_What needs to be done:_ Please turn all the records below into a numbered list, omitting blank lines and leaving out the pictures.

[Records pointing to named objects]
____

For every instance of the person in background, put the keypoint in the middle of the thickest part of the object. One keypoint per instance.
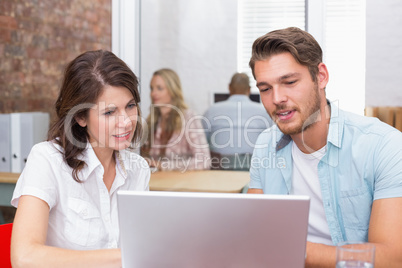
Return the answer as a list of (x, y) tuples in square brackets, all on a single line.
[(232, 126), (66, 195), (176, 140), (349, 165)]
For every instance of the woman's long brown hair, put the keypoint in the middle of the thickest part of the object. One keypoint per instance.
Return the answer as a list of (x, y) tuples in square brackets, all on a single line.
[(84, 80)]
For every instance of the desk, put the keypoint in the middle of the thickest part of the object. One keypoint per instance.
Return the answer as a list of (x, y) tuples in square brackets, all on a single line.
[(190, 181), (222, 181)]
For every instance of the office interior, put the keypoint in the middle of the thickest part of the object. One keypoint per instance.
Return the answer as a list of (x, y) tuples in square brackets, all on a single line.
[(38, 38)]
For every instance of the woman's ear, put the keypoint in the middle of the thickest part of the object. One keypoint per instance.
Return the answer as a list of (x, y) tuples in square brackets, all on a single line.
[(81, 121)]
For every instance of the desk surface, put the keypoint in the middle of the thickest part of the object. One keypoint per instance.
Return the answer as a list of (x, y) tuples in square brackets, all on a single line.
[(199, 181), (189, 181)]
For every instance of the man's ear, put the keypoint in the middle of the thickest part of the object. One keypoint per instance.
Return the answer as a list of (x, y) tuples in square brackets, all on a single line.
[(323, 75), (81, 121)]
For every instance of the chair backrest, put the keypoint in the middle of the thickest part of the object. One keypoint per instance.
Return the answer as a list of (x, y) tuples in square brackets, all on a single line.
[(5, 241)]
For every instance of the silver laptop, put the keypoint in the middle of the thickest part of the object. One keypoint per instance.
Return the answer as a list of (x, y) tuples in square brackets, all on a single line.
[(190, 230)]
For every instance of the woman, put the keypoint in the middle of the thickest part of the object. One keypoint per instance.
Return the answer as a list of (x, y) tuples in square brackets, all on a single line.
[(176, 139), (66, 195)]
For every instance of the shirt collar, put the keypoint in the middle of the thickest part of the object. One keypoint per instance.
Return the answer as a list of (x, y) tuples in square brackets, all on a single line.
[(335, 130), (92, 162), (239, 97)]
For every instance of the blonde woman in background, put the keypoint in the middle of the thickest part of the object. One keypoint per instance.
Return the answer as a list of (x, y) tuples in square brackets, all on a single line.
[(176, 140)]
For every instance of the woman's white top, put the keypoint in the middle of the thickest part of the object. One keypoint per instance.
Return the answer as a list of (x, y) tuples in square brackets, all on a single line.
[(82, 216)]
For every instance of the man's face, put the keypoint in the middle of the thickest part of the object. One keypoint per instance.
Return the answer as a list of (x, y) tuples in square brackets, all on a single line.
[(288, 93)]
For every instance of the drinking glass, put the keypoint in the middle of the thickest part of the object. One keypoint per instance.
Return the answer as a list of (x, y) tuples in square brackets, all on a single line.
[(355, 254)]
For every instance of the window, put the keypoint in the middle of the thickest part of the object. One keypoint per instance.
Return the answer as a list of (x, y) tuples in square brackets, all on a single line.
[(258, 17), (339, 27)]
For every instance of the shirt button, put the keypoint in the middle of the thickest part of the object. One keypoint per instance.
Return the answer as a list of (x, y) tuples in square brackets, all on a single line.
[(112, 245), (84, 212)]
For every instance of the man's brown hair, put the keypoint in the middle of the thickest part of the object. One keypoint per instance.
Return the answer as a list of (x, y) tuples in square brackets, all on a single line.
[(300, 44)]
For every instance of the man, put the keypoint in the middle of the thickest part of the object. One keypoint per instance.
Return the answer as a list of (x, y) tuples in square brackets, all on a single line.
[(349, 165), (232, 126)]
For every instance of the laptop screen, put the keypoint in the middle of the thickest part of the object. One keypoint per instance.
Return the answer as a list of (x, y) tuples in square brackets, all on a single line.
[(177, 229)]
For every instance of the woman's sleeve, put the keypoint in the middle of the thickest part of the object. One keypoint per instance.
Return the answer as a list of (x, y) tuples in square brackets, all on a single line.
[(38, 178)]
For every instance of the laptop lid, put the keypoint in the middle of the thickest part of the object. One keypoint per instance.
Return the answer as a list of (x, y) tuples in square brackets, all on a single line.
[(177, 229)]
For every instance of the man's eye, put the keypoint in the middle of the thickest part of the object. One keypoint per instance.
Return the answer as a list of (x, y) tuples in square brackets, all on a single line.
[(132, 105), (291, 82)]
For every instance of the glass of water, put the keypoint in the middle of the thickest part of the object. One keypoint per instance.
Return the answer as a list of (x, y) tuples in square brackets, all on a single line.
[(355, 254)]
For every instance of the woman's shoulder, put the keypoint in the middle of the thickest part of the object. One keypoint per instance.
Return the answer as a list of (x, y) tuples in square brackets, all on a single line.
[(188, 113), (132, 160)]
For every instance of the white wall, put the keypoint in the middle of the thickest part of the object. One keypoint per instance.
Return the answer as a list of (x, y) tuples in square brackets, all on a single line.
[(384, 53), (197, 39)]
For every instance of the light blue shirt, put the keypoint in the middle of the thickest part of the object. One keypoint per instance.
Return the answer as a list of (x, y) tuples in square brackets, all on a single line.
[(233, 126), (363, 163)]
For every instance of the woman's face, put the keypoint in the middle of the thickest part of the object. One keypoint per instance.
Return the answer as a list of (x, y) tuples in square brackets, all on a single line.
[(159, 92), (111, 122)]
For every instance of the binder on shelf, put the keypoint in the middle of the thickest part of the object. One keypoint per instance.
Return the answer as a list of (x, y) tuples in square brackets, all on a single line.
[(5, 143), (27, 129)]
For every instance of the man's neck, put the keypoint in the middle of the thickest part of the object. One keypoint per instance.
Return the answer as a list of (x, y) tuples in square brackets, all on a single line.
[(315, 137)]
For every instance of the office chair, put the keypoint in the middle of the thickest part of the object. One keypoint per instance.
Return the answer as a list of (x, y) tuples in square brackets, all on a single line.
[(5, 241)]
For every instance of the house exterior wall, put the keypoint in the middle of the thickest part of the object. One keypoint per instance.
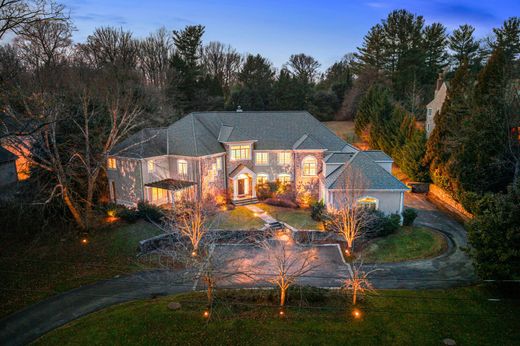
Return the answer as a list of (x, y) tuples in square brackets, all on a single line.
[(434, 107), (128, 181), (8, 173), (389, 202), (307, 188)]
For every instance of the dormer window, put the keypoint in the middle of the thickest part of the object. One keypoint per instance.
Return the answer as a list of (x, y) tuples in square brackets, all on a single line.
[(310, 166), (240, 152), (182, 167)]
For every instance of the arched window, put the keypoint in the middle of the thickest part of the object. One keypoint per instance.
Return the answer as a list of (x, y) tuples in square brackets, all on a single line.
[(182, 167), (310, 166), (261, 178), (368, 202)]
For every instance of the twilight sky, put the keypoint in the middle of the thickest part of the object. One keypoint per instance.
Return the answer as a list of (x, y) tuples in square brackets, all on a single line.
[(325, 29)]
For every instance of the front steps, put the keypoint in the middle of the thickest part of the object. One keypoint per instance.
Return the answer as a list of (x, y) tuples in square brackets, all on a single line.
[(245, 201)]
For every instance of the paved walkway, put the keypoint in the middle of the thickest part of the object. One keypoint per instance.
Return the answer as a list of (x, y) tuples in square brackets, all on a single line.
[(450, 269), (261, 213)]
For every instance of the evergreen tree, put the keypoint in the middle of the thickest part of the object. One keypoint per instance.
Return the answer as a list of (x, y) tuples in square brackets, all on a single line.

____

_Exercise output:_
1. For every instance of the person in background, put the keypoint in the middle of the thickest part of the object. One keypoint per instance.
2. Return the answer as a list of (x, y) tuples in square brackets, all on a single line.
3. [(232, 126), (66, 195), (176, 140), (349, 165)]
4. For every instance of the woman's long brown hair, put the keypoint in the middle of the thickest part of the object. One keypoint per instance.
5. Return the answer as a list of (x, y) tuples in square brackets, all on a single line.
6. [(84, 80)]
7. For every instance of the desk, put the keypoint in the middle of the thickest part of the object. One keypoint per instance.
8. Return the answer as a list of (x, y) tuples in square brackets, all on a single line.
9. [(190, 181), (222, 181)]
10. For every instance of the office interior, put the keypoint in the middle of the thickest part of the object. One keypoint per instance.
11. Return the answer as a list of (x, y) tuples in square brackets, all on a single line.
12. [(38, 38)]
13. For every instance of the woman's ear, put the keypoint in the middle of the thickest part of the object. One keypoint per instance.
14. Return the answer as a list of (x, y) tuples in square brackets, all on a single line.
15. [(81, 121)]
16. For every instance of the desk surface, put the keypoint in the middle of the thickest part of the object. One keypoint per instance.
17. Return the answer as a list of (x, y) tuples in square brackets, all on a single line.
18. [(199, 181), (189, 181)]
19. For every instance of the man's ear, put the keypoint in the middle of the thickest part of the object. One keypoint per instance.
20. Return the answer as a list of (x, y) tuples in square brackets, all on a single line.
21. [(323, 75), (81, 121)]
22. For every instance of the chair backrest, put the keypoint in the middle of the thickest part of the object. One keypoint per instance.
23. Return the answer as a list of (x, y) tuples in square brackets, all on a single line.
24. [(5, 241)]
25. For every instance of the silver laptop, put the keypoint in the middle of the thickest part of the object. One keypoint per instance.
26. Return the answer as a list of (x, y) tuples in square brackets, all on a single line.
27. [(190, 230)]
28. For every instance of the woman, put the keypoint in the middle of the thickest part of the object. One keypoint per instance.
29. Return the answer as a list of (x, y) tuples in square brackets, all on a single line.
30. [(176, 139), (66, 195)]
31. For every instance of the shirt collar, put the keypoint in the middle of the thickest part of the object. One keypoint per instance.
32. Return the answer as a list of (x, y) tuples in square brackets, all on a single line.
33. [(335, 130), (92, 162), (239, 97)]
34. For every instance of the blonde woman in background, put the keypoint in the middle of the thickest part of the object. One keypoint per instance.
35. Return the answer as a list of (x, y) tuples in square brackets, all on a single line.
36. [(176, 140)]
37. For every instance of the woman's white top, put the keypoint in the middle of the thickest part of the object. One keypoint per instance.
38. Return the answer as a list of (x, y) tuples in square brackets, all on a single line.
39. [(82, 216)]
40. For every instance of the man's face, put the keypoint in the middle of the thickest part of the object. One keypoint per instance.
41. Return the answer as a list of (x, y) tuples in square brackets, all on a single line.
42. [(288, 93)]
43. For every instance of the drinking glass, put the keypoint in the middle of the thickest part of the object. One keypoint per instance.
44. Return the answer as a list of (x, y) tuples in square brackets, all on a single line.
45. [(355, 254)]
46. For every instance of the window, put the keypoint in the middle of the thickest part of the object. One keypoint per instance.
47. Return the answer as a list of (x, y) tuples in square brackets, all on a single line.
48. [(258, 17), (339, 27)]
49. For every instance of the shirt button, put the keypoint in the middle of the thickest part of the object. One keypoint per instance.
50. Return the answer as a list of (x, y) tuples in square brackets, all on a single line.
51. [(112, 245), (84, 212)]
52. For every instance of the man's brown hair, put the keypoint in the middle of the thickest part of the object. One keypoint per instance.
53. Return the answer as a list of (x, y) tuples in square brackets, all on a single line.
54. [(300, 44)]
55. For every instance of the man, put the keypoint in the middle of the thickest part of the object. One keypoint per instance.
56. Return the answer as a list of (x, y) tuples in square brackets, all on a single line.
57. [(349, 165), (232, 126)]
58. For every instance of the laptop screen, put the keypoint in the middle of the thickest part of the object. One keypoint per instance.
59. Return the answer as a list of (x, y) tuples in square brackets, all on a single line.
60. [(177, 229)]
61. For every instance of the woman's sleeve, put the keypoint in the middle of the thickest part of the object. One keypoint per instance.
62. Return the answer as a list of (x, y) tuples in square brackets, all on a single line.
63. [(38, 178)]
64. For every instance of the laptop lid, put the keypoint in the middle of the thickest part of the object. One keypoint per instance.
65. Return the answer as a list of (x, y) tuples in square brackets, all on a single line.
66. [(177, 229)]
67. For every instance of the man's eye, put the keypoint in the middle of the thickest part of the object. One keypoint per instance.
68. Return the answer as a list of (x, y) tuples in square brackets, all on a single line.
69. [(132, 105), (291, 82)]
70. For every instance of the glass of water, put the keypoint in the middle of the thickest part of the object. One keypoint per instance.
71. Return the answer as a list of (x, y) tuples in square brackets, all on a single line.
72. [(355, 254)]
73. For every instance of the woman's shoulder, put the keypoint in the middle of the thickest part of the object. One keypoint per instance.
74. Return the answer as a list of (x, y) tuples in square brackets, all on a single line.
75. [(188, 113), (132, 160)]
76. For every instance of the white wall, put the keypoint in the middle of the thickest part of the object. One keypoint per instance.
77. Return the answer as a list of (x, y) tuples in square brackets, all on a single line.
78. [(384, 53), (197, 39)]
79. For every instance of the light blue shirt, put the keypoint in the middle of the thickest part of the object. One keypoint per instance.
80. Return the answer as a list of (x, y) tuples in square brackets, all on a single line.
81. [(233, 126), (363, 163)]
82. For every instance of the woman's face, put the keypoint in the middle of the thickest part of the object. One keypoint per instance.
83. Return the answer as a list of (x, y) tuples in square brackets, all on a single line.
84. [(159, 92), (111, 122)]
85. For every instance of the binder on shelf, put the keypoint in the middle of the thickest part of the object. One keypoint per instance.
86. Return the answer as a list of (x, y) tuples in square brackets, all on a single line.
87. [(5, 143), (27, 129)]
88. For every instance of the man's neck, put the keypoint in the middle of the thickest part of the object. One keypoint per instance.
89. Return the answer as a list of (x, y) tuples in square brackets, all on a single line.
90. [(315, 137)]
91. For every instance of the office chair, put the keypoint in the middle of the thickest part of the object. One keypoint per instance.
92. Return the answer as a list of (x, y) tuples in square brackets, all on a single line.
93. [(5, 241)]
94. For every instance of the house exterior wall, put the keypoint in the middle of the thickest part of the object. One keypoint per instance.
95. Return the answer as a list of (x, y) tuples in square brackets, all on a single line.
96. [(434, 107), (128, 181), (8, 173), (389, 202), (307, 188)]
97. For every instance of the dormer window, put the keypoint in the middle of the thickest part of the object. One keypoint per instance.
98. Return the answer as a list of (x, y) tuples in square brackets, all on a single line.
99. [(310, 166), (240, 152), (182, 167)]
100. For every instance of the arched window, put the keypoint in the middle of the thickest part of the object. One keypoint per instance.
101. Return the answer as a list of (x, y) tuples in square brackets, all on a single line.
102. [(182, 167), (310, 166), (261, 178), (368, 202)]
103. For every instance of the twilight sky, put the keypoint in the middle of the thickest part of the object. One keypoint per instance.
104. Return the answer as a list of (x, y) tuples in square brackets, all on a single line.
105. [(325, 29)]
106. For every instance of the front steps, put the keypoint in the middle of the thickest part of the object. One keypoint per instance.
107. Return the answer as a list of (x, y) tuples in square brackets, all on a single line.
108. [(245, 201)]
109. For every instance of the paved walkway, put the keypoint in the middle of the thickest part of the object. One keypoint per instance.
110. Return the answer as a list of (x, y) tuples in square brackets, all on a single line.
111. [(450, 269), (261, 213)]
112. For every instance of the evergreen tree, put the keypoint in the middle of the thickest part of the object. One keypoint per instance.
113. Return the answer as a list of (x, y) tuples in square brackets, all on a single line.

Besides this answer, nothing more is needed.